-- start of Data records --

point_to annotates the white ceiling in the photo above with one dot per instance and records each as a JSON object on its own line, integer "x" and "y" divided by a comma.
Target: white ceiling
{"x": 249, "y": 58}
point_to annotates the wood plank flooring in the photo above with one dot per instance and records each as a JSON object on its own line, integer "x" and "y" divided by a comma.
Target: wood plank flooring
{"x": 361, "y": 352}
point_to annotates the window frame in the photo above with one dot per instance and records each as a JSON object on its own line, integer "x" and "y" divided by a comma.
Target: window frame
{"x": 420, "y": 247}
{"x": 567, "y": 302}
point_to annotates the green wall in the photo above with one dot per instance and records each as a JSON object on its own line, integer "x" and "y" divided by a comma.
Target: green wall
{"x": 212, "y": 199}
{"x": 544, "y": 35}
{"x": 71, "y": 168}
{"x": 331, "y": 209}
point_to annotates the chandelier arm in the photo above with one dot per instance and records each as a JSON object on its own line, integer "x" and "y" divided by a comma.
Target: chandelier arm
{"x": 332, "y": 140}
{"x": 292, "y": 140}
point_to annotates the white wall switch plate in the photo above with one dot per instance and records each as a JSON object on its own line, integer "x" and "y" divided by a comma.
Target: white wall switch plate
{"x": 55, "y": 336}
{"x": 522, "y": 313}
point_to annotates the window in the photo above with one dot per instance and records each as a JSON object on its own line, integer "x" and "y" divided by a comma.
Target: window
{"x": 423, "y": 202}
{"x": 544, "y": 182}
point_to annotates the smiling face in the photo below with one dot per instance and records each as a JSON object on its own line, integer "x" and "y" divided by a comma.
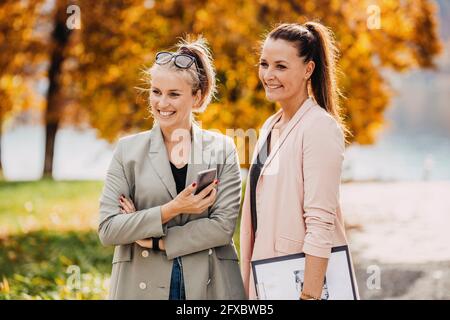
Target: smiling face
{"x": 171, "y": 98}
{"x": 283, "y": 73}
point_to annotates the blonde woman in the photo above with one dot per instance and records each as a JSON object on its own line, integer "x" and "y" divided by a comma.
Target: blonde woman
{"x": 170, "y": 242}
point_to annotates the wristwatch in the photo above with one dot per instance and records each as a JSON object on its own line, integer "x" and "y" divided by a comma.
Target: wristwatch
{"x": 155, "y": 244}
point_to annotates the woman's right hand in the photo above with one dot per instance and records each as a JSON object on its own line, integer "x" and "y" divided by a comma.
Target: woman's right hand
{"x": 187, "y": 202}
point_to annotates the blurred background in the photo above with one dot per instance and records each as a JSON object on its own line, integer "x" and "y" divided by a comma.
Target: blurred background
{"x": 69, "y": 73}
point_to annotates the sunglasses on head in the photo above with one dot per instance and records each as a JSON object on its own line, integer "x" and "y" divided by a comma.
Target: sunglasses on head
{"x": 181, "y": 60}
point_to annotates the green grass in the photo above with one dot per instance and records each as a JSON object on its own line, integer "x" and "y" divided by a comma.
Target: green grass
{"x": 49, "y": 247}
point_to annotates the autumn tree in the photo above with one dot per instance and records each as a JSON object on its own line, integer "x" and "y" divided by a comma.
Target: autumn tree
{"x": 16, "y": 60}
{"x": 95, "y": 69}
{"x": 371, "y": 39}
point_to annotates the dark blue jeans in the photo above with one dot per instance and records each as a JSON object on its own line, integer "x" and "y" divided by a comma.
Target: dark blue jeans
{"x": 177, "y": 281}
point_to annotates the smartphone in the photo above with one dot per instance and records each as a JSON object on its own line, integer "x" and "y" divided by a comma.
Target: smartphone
{"x": 205, "y": 178}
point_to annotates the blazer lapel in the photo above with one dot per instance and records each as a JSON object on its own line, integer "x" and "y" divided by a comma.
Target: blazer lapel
{"x": 263, "y": 135}
{"x": 292, "y": 123}
{"x": 160, "y": 160}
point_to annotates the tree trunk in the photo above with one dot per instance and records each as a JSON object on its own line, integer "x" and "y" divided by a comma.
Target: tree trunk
{"x": 1, "y": 166}
{"x": 60, "y": 39}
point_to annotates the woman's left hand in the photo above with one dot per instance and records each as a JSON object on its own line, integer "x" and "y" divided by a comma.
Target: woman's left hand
{"x": 127, "y": 206}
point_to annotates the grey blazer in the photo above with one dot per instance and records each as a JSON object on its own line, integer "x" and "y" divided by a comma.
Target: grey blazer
{"x": 140, "y": 170}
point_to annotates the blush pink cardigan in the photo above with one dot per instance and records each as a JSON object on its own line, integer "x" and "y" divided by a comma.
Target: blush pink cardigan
{"x": 297, "y": 195}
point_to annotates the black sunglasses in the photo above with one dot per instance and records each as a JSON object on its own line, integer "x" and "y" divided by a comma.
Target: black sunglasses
{"x": 181, "y": 60}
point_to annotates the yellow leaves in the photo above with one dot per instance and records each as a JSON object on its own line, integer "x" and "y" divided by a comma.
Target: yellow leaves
{"x": 4, "y": 286}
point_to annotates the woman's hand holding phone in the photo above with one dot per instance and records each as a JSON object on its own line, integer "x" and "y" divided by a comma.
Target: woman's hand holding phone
{"x": 187, "y": 202}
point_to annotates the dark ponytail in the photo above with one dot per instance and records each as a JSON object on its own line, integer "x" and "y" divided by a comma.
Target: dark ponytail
{"x": 315, "y": 42}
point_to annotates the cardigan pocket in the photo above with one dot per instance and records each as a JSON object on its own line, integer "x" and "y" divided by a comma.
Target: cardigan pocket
{"x": 287, "y": 245}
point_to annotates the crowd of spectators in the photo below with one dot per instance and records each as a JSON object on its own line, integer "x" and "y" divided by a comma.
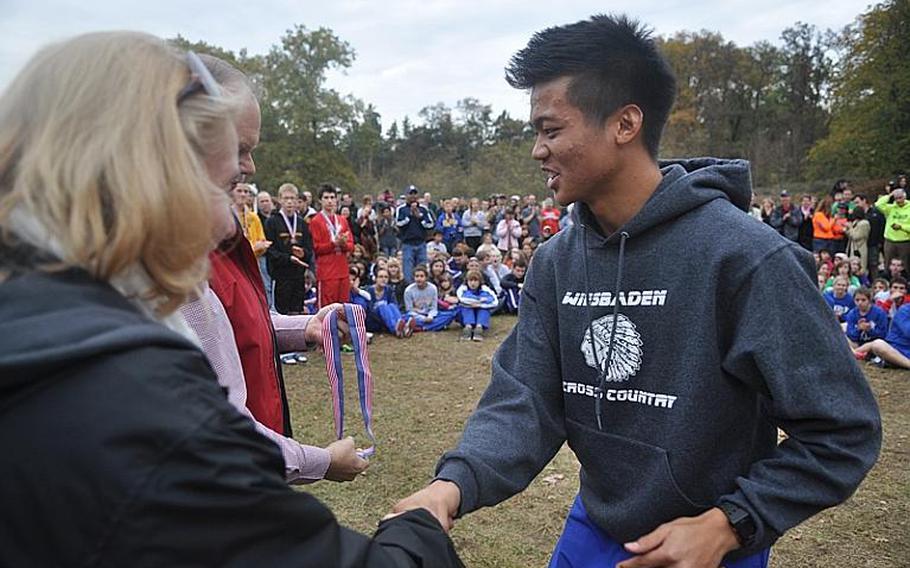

-- end of Data records --

#### Description of the task:
Can you turn all of the material above into a numbered list of its lines, skipping any blank lines and leaving the pictures out?

#### Task answer:
1. point_to annotates the white ceiling in the photo above with one dot per instance and records each as a JSON object on its own line, integer "x" and "y" divided by a comma.
2. Target: white ceiling
3. {"x": 249, "y": 58}
4. point_to annotates the wood plank flooring in the photo above with one dot per instance and records each as a JSON object on its own line, integer "x" and "y" divided by a comma.
5. Target: wood plank flooring
6. {"x": 361, "y": 352}
7. point_to annotates the window frame in the photo above with one dot per instance and records each as a JSON object on its own line, integer "x" and "y" divided by a comma.
8. Target: window frame
9. {"x": 420, "y": 247}
10. {"x": 567, "y": 302}
11. point_to annotates the green wall in the photo above with one dot per instance and records each as a JSON object on its own line, integer "x" and "y" divided by a comma.
12. Target: green wall
13. {"x": 212, "y": 199}
14. {"x": 544, "y": 35}
15. {"x": 71, "y": 168}
16. {"x": 331, "y": 209}
17. point_to annotates the chandelier arm in the photo above with one dot per instance and records each as a JSON object on its own line, integer "x" and "y" divided by a comma.
18. Target: chandelier arm
19. {"x": 332, "y": 140}
20. {"x": 292, "y": 140}
21. point_to annotates the white wall switch plate in the photo above with one dot per instance and records each as a JSON object on its own line, integer "x" and "y" divided by a comma.
22. Target: white wall switch plate
23. {"x": 55, "y": 336}
24. {"x": 522, "y": 313}
25. point_to annotates the window in the photo above with one dot per instance and records each as a JSON object on its own line, integer "x" and "y" divided by a comma.
26. Target: window
27. {"x": 423, "y": 202}
28. {"x": 544, "y": 182}
29. point_to annotates the smiling face in the photo below with one dot per instance and records each as a JSON object on its own line, integer "x" and "y" divided by a comma.
30. Target: smiling face
31. {"x": 171, "y": 98}
32. {"x": 283, "y": 73}
33. point_to annotates the blonde woman in the photo above with one dot per instance and records each as a JSON object on its own line, integer "x" and "y" divided by a comma.
34. Target: blonde woman
35. {"x": 170, "y": 242}
36. point_to annotates the wristwatch in the photo above with one dot per instance and records each as a JSON object on its own line, integer "x" and "y" divided by a comma.
37. Target: wristwatch
38. {"x": 155, "y": 244}
39. point_to annotates the woman's right hand in the photo above with one dot per instance and records each as a JSON object on its own line, integer "x" and "y" divided by a comma.
40. Target: woman's right hand
41. {"x": 187, "y": 202}
42. point_to annotates the blurred background in the photo above with one dot per instance and records each as a JSON object on its own line, integer "x" and "y" divided by a comma.
43. Target: blurred background
44. {"x": 69, "y": 73}
45. point_to annotates the sunglasses on head in the photo above with one dot per instance and records each as a JSON object on its own line, integer "x" and "y" divided by a comma.
46. Target: sunglasses on head
47. {"x": 181, "y": 60}
48. point_to annotates the green grass in the photo above with one dot per instance and records each as a JSON object on its own line, integer "x" and "y" divided by a comma.
49. Target: green grass
50. {"x": 49, "y": 247}
51. point_to annotates the autumn tree in the photo above with one dot per instance and records each as a JSON object on its own line, integer "x" and "y" divided by a comma.
52. Target: autumn tree
53. {"x": 16, "y": 60}
54. {"x": 95, "y": 69}
55. {"x": 371, "y": 39}
56. point_to annotates the dark blue jeans in the photo above with one dot per instance and records each as a JSON object on its own line, integer "x" and "y" divided by a comma.
57. Target: dark blue jeans
58. {"x": 177, "y": 281}
59. point_to annotates the smartphone in the photo above with one dot per instance and records each as a JSON object on its own line, integer "x" and "y" divided by a comma.
60. Target: smartphone
61. {"x": 205, "y": 178}
62. point_to annotates the blazer lapel in the photo above with one dot per instance and records each as a JSON object on its own line, integer "x" and "y" divided by a comma.
63. Target: blazer lapel
64. {"x": 263, "y": 135}
65. {"x": 292, "y": 123}
66. {"x": 160, "y": 160}
67. point_to annotates the tree trunk in the photo above with one dot per instance and records each as a JSON object on its own line, integer "x" and "y" divided by a comma.
68. Target: tree trunk
69. {"x": 1, "y": 166}
70. {"x": 60, "y": 39}
71. point_to annotates the woman's left hand in the photo above with one dot per instance and records each as a JSON object on its own line, integer "x" and "y" divided by a comma.
72. Target: woman's left hand
73. {"x": 127, "y": 206}
74. point_to annotates the grey blazer in the photo above with one dot per instance and records each as a JSON object on its own line, integer "x" and "y" divided by a comma.
75. Target: grey blazer
76. {"x": 140, "y": 170}
77. point_to annotates the blush pink cardigan in the photo above with one dot per instance and records each as a JSON object on its own line, integer "x" and "y" divided by a comma.
78. Target: blush pink cardigan
79. {"x": 297, "y": 195}
80. point_to annotates the black sunglasses in the photo above with one dot per instance and records each as a JSON object on its own line, integer "x" and "y" divided by a comma.
81. Target: black sunglasses
82. {"x": 181, "y": 60}
83. point_to annotates the yellow leaves in the photo above with one dot per instance and records each as a JSON object on its own line, integer "x" and "y" divided by a comma.
84. Target: yellow leaves
85. {"x": 4, "y": 286}
86. point_to annotates the woman's hand holding phone in the photo above with one dot per instance and records each as a JSON object on its own line, integer "x" and "y" divided by a comma.
87. Target: woman's hand holding phone
88. {"x": 187, "y": 202}
89. point_to annotates the dark ponytail in the photo above with one dot per instance and records each as a JSON object on its own line, integer "x" and "y" divided by a comma.
90. Target: dark ponytail
91. {"x": 315, "y": 42}
92. point_to annotates the cardigan pocket in the photo above with one dot per instance and records each as a JSON object on its own line, integer "x" and "y" divided by a comma.
93. Target: cardigan pocket
94. {"x": 287, "y": 245}
95. point_to annotates the crowd of spectators in the photo below with one dot per instance and records each as a JSON object on its own line, integer "x" and "y" divided by a comma.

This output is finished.